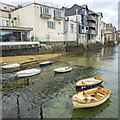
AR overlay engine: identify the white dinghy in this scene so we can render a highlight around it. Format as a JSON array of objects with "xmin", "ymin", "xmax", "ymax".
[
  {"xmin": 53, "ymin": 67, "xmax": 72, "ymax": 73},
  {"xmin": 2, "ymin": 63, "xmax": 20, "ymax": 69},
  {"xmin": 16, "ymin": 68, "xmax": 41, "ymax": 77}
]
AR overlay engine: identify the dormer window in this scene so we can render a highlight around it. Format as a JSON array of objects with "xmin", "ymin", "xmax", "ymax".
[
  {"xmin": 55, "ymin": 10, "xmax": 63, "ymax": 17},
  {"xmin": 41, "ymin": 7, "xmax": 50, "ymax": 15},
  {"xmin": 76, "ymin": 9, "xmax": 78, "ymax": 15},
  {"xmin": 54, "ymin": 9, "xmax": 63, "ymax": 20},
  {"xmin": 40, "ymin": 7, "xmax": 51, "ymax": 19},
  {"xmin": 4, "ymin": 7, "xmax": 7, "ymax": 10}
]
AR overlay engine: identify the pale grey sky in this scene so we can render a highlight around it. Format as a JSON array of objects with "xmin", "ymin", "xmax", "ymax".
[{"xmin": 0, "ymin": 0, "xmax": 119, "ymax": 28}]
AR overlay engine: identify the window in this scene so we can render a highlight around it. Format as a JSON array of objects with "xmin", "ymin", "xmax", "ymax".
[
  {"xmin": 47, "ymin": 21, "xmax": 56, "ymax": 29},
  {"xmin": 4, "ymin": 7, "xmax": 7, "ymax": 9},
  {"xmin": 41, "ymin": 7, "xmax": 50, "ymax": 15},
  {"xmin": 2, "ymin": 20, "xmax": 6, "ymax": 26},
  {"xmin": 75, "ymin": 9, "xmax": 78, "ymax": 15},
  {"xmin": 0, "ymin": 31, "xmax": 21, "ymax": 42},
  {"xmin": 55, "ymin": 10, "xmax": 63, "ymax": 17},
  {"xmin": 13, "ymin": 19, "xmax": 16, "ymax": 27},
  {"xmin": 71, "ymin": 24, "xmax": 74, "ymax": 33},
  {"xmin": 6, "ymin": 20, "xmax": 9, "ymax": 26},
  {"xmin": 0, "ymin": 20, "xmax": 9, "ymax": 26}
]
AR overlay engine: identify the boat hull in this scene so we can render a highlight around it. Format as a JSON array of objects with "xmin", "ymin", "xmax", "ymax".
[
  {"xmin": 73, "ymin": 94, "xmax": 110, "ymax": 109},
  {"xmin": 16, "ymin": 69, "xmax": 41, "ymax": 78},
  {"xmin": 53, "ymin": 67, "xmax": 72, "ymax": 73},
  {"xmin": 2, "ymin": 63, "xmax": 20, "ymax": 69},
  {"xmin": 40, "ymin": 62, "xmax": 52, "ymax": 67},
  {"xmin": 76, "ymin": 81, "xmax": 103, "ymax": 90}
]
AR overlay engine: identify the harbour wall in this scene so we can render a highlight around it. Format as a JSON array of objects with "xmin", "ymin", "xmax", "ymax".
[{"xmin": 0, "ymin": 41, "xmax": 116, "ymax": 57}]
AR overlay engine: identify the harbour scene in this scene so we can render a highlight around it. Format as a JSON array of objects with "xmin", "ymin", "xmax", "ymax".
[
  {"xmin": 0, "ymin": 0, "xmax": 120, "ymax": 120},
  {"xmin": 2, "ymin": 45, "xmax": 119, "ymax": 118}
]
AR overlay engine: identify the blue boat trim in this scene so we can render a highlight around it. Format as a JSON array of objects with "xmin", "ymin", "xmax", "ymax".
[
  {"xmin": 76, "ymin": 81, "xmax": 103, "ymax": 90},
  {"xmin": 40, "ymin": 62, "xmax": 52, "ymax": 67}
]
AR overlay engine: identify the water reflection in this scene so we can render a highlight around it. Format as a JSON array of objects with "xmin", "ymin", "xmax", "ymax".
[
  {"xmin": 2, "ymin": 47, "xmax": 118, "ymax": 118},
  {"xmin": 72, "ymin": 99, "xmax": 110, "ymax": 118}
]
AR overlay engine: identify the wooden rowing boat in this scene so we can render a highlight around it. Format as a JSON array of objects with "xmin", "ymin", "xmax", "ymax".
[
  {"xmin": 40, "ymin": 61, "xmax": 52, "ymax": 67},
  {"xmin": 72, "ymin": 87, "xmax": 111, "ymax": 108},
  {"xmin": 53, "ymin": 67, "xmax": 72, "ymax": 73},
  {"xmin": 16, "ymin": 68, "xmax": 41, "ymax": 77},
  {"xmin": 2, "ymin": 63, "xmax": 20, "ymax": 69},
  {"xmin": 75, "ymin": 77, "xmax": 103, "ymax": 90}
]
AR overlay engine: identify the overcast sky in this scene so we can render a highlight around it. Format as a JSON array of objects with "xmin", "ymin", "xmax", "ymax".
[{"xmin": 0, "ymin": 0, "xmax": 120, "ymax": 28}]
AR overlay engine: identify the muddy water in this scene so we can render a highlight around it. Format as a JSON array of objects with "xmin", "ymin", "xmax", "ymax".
════════
## Written task
Express every line of the listing above as a numbered list, leaving out blank lines and any pictures.

## Exercise answer
1. AR overlay engine: identify the white dinghy in this scene so we can render a highlight around it. Format as a JSON array of objects with "xmin", "ymin", "xmax", "ymax".
2. [
3.   {"xmin": 53, "ymin": 67, "xmax": 72, "ymax": 73},
4.   {"xmin": 2, "ymin": 63, "xmax": 20, "ymax": 69},
5.   {"xmin": 16, "ymin": 68, "xmax": 41, "ymax": 77}
6. ]
7. AR overlay engine: identify the dormer window in this scene so we can render a highlight around it. Format as a JSON array of objects with "xmin", "ymin", "xmax", "ymax".
8. [
9.   {"xmin": 55, "ymin": 10, "xmax": 63, "ymax": 17},
10.   {"xmin": 41, "ymin": 7, "xmax": 50, "ymax": 15},
11.   {"xmin": 76, "ymin": 9, "xmax": 78, "ymax": 15},
12.   {"xmin": 54, "ymin": 9, "xmax": 63, "ymax": 20},
13.   {"xmin": 40, "ymin": 7, "xmax": 51, "ymax": 19},
14.   {"xmin": 4, "ymin": 7, "xmax": 7, "ymax": 10}
15. ]
16. AR overlay engine: identify the pale grey sky in this scene so we can render a highlight around it. Format as a JSON array of objects with "xmin", "ymin", "xmax", "ymax".
17. [{"xmin": 0, "ymin": 0, "xmax": 119, "ymax": 28}]
18. AR overlay engine: identify the window in this scene so we can render a highlight around it. Format as a JSON array of objects with "xmin", "ymin", "xmax", "ymax".
19. [
20.   {"xmin": 47, "ymin": 21, "xmax": 56, "ymax": 29},
21.   {"xmin": 4, "ymin": 7, "xmax": 7, "ymax": 9},
22.   {"xmin": 41, "ymin": 7, "xmax": 50, "ymax": 15},
23.   {"xmin": 2, "ymin": 20, "xmax": 6, "ymax": 26},
24.   {"xmin": 75, "ymin": 9, "xmax": 78, "ymax": 15},
25.   {"xmin": 0, "ymin": 31, "xmax": 21, "ymax": 42},
26.   {"xmin": 55, "ymin": 10, "xmax": 63, "ymax": 17},
27.   {"xmin": 13, "ymin": 19, "xmax": 16, "ymax": 27},
28.   {"xmin": 71, "ymin": 24, "xmax": 74, "ymax": 33},
29.   {"xmin": 6, "ymin": 20, "xmax": 9, "ymax": 26},
30.   {"xmin": 0, "ymin": 20, "xmax": 9, "ymax": 26}
31. ]
32. AR overlay engine: identify the boat hull in this scene so we can render a highlight around it. Format as a JSON array of objects with "xmin", "ymin", "xmax", "ymax".
33. [
34.   {"xmin": 73, "ymin": 94, "xmax": 110, "ymax": 109},
35.   {"xmin": 16, "ymin": 69, "xmax": 41, "ymax": 78},
36.   {"xmin": 53, "ymin": 67, "xmax": 72, "ymax": 73},
37.   {"xmin": 2, "ymin": 63, "xmax": 20, "ymax": 69},
38.   {"xmin": 40, "ymin": 62, "xmax": 52, "ymax": 67},
39.   {"xmin": 76, "ymin": 81, "xmax": 103, "ymax": 90}
40. ]
41. AR overlay engine: identify the harbour wall in this scene so we can render a highlight around it. Format as a JSON array of objects with "xmin", "ymin", "xmax", "ymax".
42. [{"xmin": 0, "ymin": 41, "xmax": 116, "ymax": 57}]
43. AR overlay engine: identify the harbour scene in this scene so we can render a highlight around it. Format as a JSON array of objects with "xmin", "ymin", "xmax", "ymax".
44. [
45.   {"xmin": 0, "ymin": 0, "xmax": 120, "ymax": 120},
46.   {"xmin": 2, "ymin": 45, "xmax": 119, "ymax": 118}
47. ]
48. AR overlay engine: identify the blue boat trim in this scene so we can render a highlight around it. Format as a JSON array of objects with "xmin", "ymin", "xmax", "ymax".
49. [
50.   {"xmin": 76, "ymin": 81, "xmax": 103, "ymax": 90},
51.   {"xmin": 40, "ymin": 62, "xmax": 52, "ymax": 67}
52. ]
53. AR overlay engine: identify the water reflection in this scene so we can render a highlight around it. Format as a JSON array of objects with "xmin", "ymin", "xmax", "ymax".
54. [
55.   {"xmin": 2, "ymin": 47, "xmax": 118, "ymax": 118},
56.   {"xmin": 72, "ymin": 99, "xmax": 110, "ymax": 118}
57. ]
58. AR overlay engine: identify the wooden rowing boat in this scene so we can render a highlight around it. Format as a JSON array of objects with "xmin", "ymin", "xmax", "ymax".
59. [
60.   {"xmin": 40, "ymin": 61, "xmax": 52, "ymax": 67},
61.   {"xmin": 72, "ymin": 87, "xmax": 111, "ymax": 108},
62.   {"xmin": 53, "ymin": 67, "xmax": 72, "ymax": 73},
63.   {"xmin": 16, "ymin": 68, "xmax": 41, "ymax": 77},
64.   {"xmin": 2, "ymin": 63, "xmax": 20, "ymax": 69},
65.   {"xmin": 75, "ymin": 77, "xmax": 103, "ymax": 90}
66. ]
67. AR overlay engine: identify the overcast sky in this scene so we can render a highlight around it. Format as a JSON array of objects with "xmin", "ymin", "xmax", "ymax".
68. [{"xmin": 0, "ymin": 0, "xmax": 120, "ymax": 28}]
69. AR overlay engine: identify the muddy water in this scene so we can render a highlight around it. Format as a JSON array of objects with "xmin", "ymin", "xmax", "ymax".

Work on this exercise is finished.